- [Exercise text]:
********************

Ferns-believer: Vitro Plus is now offering hardy ferns

Dryopteris championii.

A relative newcomer to hardy fern breeding, propagation and marketing has been founded on a company’s three-decade expertise in tissue culture reproduction of tropical ferns in the Netherlands. Vitro Plus co-owner John Bijl chose to diversify into perennial ferns because of the plant’s unrivalled beauty and fantastic variety, pent-up consumer demand, the product’s compelling narrative, and a desire to explore new territory.

Life is full of surprises when you least expect it. John Bijl (aged 62), the son of a grower, grew up at the family nursery in Dordrecht. There were always many gardening chores, some more bearable and enjoyable than others. He reminisces, “The one job I particularly disliked was the cleaning and weeding of ferns. I vividly remember how I hated ferns because keeping them tidy and healthy was tedious, dirty, and time-consuming. Looking back in hindsight, it is rather surprising how gradually I developed a passion for these plants.”

The upcoming science of plant tissue culture

Bijl studied biology at a young age, fuelling his desire to learn more about ornamental plant propagation. He recalls, “After college, I did microbiological research and worked as a lab assistant in a hospital, test tubes being my familiar pieces of equipment. Meanwhile, a newfangled way of plant propagation emerged called tissue culture, and the tech and science part of it really struck my fancy. By then, I worked as a biology teacher and decided to combine this job with a tissue culture laboratory in orchids and ferns. We opted for tropical ferns first because of the product’s significant and stable ranking and a desire at the grower’s level to multiply by tissue culture to reduce labour costs and achieve more reliable and healthy plants.”

With Kees Zevenbergen as co-founder, Vitro Plus started as a side project. Bijl recalls how he started the business without any outside financing, working from his home in Dordrecht at his kitchen table, then later in a Portakabin.

One of Vitro Plus’s first customers was the family business, where he had worked as a youngster. Bijl says, “The company was reproducing their ferns by division of rhizomes but wanted to replace this technique by tissue culture. Apparently, they relied on my study background, bringing ferns over and asking me if I could multiply them by this new technique.”

********************

Extracted data entries:
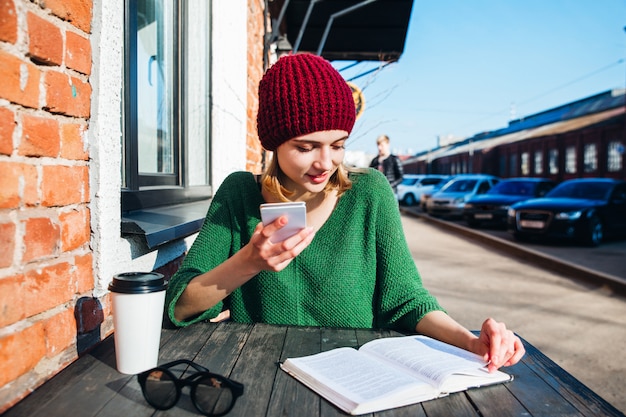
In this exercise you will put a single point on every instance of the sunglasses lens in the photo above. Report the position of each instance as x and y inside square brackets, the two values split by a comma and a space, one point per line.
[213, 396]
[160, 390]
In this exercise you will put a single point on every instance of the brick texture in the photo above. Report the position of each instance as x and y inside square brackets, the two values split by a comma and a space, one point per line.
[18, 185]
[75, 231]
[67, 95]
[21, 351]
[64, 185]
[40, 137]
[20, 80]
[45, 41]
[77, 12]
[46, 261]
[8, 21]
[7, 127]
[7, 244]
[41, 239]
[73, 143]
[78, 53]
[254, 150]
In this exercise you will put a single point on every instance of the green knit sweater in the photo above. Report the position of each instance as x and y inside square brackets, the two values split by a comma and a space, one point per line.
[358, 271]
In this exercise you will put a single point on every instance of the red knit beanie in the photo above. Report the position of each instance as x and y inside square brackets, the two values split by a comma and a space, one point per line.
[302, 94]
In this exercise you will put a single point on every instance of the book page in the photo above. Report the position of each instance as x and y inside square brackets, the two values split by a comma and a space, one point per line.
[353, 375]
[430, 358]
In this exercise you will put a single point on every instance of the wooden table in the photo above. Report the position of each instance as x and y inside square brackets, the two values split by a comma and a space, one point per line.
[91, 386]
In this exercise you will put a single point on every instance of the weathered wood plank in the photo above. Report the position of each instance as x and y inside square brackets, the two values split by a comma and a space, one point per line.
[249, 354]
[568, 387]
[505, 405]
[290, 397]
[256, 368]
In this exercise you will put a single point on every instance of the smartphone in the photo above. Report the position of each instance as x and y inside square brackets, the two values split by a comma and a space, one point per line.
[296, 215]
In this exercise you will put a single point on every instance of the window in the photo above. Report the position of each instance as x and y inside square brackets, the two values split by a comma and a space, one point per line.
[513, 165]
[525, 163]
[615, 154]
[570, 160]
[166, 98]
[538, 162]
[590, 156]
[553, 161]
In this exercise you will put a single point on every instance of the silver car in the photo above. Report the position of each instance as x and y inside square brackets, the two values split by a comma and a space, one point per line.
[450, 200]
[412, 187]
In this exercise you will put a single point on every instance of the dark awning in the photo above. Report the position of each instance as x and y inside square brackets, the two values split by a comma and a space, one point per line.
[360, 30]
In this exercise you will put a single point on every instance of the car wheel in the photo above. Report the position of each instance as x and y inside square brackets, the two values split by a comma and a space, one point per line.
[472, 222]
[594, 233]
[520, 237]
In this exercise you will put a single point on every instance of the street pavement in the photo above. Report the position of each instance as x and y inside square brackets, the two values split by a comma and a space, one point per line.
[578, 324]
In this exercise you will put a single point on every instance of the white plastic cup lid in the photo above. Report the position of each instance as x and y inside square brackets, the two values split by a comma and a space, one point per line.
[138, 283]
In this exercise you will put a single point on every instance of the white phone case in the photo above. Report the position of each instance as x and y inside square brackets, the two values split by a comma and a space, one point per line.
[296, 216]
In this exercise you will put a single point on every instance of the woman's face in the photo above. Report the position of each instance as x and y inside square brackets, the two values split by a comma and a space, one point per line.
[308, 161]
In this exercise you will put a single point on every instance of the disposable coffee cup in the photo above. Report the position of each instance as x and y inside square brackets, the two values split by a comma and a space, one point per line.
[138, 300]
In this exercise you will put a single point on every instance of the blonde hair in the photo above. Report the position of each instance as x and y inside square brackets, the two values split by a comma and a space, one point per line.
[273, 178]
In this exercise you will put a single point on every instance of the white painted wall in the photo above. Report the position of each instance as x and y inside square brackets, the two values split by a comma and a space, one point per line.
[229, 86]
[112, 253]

********************

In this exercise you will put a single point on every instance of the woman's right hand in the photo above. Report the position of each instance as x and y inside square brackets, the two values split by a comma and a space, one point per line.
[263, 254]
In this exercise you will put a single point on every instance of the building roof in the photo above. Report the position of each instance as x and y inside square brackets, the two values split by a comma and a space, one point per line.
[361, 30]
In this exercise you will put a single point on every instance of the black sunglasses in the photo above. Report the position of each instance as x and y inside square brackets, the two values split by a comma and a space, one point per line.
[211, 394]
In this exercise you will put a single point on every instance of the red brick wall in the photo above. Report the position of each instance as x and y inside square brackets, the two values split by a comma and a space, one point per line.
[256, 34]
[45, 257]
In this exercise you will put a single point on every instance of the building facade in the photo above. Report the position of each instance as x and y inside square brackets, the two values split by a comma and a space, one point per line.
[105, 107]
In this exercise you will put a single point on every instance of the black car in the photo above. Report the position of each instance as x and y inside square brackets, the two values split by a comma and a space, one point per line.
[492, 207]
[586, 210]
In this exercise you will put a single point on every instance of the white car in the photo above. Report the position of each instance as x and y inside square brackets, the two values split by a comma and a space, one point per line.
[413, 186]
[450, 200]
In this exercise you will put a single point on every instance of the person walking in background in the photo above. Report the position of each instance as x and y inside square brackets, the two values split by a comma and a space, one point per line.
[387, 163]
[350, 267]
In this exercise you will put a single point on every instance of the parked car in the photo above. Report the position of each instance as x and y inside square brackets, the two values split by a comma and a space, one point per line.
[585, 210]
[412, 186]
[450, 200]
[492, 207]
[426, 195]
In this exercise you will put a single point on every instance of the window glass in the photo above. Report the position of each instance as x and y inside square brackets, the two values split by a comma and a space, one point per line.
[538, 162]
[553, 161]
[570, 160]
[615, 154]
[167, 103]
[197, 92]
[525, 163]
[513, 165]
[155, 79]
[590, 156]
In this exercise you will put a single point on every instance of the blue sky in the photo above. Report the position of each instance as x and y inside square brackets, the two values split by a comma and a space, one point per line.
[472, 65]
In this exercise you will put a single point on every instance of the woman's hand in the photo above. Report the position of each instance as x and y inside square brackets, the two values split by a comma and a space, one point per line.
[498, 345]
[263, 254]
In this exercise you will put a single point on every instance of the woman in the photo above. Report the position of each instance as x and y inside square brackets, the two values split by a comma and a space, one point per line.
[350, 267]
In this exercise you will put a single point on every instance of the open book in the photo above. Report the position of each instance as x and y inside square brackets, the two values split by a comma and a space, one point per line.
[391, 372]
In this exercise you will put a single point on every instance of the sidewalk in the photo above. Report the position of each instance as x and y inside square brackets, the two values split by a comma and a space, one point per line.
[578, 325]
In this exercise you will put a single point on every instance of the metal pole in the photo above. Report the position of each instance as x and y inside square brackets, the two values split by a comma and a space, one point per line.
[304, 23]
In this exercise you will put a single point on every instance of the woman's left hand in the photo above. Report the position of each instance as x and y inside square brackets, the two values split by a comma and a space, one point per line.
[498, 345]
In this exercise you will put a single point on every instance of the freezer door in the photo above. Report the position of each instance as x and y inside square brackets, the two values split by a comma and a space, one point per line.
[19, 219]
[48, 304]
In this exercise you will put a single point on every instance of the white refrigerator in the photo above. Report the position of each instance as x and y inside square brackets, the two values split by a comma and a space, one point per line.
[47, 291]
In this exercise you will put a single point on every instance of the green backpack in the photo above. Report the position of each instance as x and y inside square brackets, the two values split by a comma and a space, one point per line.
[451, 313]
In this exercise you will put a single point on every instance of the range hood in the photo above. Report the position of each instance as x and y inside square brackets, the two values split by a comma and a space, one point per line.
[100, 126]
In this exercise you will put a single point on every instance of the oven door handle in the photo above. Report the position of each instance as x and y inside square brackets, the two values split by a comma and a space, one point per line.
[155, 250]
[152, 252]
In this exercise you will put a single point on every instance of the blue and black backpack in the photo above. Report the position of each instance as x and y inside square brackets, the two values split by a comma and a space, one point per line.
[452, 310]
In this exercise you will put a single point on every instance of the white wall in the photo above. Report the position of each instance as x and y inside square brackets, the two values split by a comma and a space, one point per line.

********************

- [List of tasks]:
**1.** In the article about Vitro Plus and its ferns, why did the lab choose tropical ferns first? Answer in one to three sentences.
**2.** Write the next part of the article about Vitro Plus and its ferns, starting after its last sentence.
None of these records are used here.

- [Results]:
**1.** Tropical ferns held a significant and stable ranking as a product. Growers also wanted to multiply them by tissue culture to cut labor costs and get more reliable, healthy plants.

**2.**
Initially, the idea was to set up a tissue culture lab to mass propagate popular orchids and ferns. Bijl explains, “However, this part of the operations was divested because our work in orchids wasn’t good enough and turned out to be too labour-intensive. And no, shifting tissue culture production to developing countries, where labour is cheaper, was not an option as I always want to have a sense of control of my work.”

Vitro Plus’s co-owner John Bijl in the company’s newly built Hardy Fern lab in Burgh–Haamstede.

Roadmap to success

Despite his background in (micro) biology and, apart from being intellectually curious and interested in tech, things were not easy in the beginning. Little did Mr Bijl know about fern propagation through tissue culture. There was no textbook, and the scarce knowledge that existed was protected and not free to use.

While he candidly admits that a fledgling Vitro Plus in 1990 put little care and thought into crafting a business model, the firm’s roadmap to success is clearly paved with patented innovations and the introduction of new breeding breakthroughs. The strategy mostly boils down to doing things differently and better about fine-tuning operations and enhancing crop quality, yields, and sustainability. In the 2000s, for example, Vitro Plus was an early adaptor of LED lighting in multi-tier growth chambers for the propagation of tropical ferns.

Thirteen years later, LEDs allow Vitro Plus to maximise the company’s production while saving energy costs and culture space. Vitro Plus also owns a patent protecting its growing system, of which a Vitro Plus tray, plug, and permeable foil are integral parts. The system is used to grow tissue culture and spore-raised fern plantlets in a sterile environment, a pre-requisite for shipping starting material to the USA, known as the world’s biggest fern market (see side panel). It gives the business a competitive advantage over others.

Vitro Plus also created quite a stir when it introduced Nephrolepis exaltata ‘Nevada’, aka the Nevada Fern. Since its discovery, the fern has continued revolutionising the global market with its dark green and vigorous foliage and in-built drought resistance.

Bever Innovations’s Leaf Carrier LED panels look somewhat like giant LED TV screens.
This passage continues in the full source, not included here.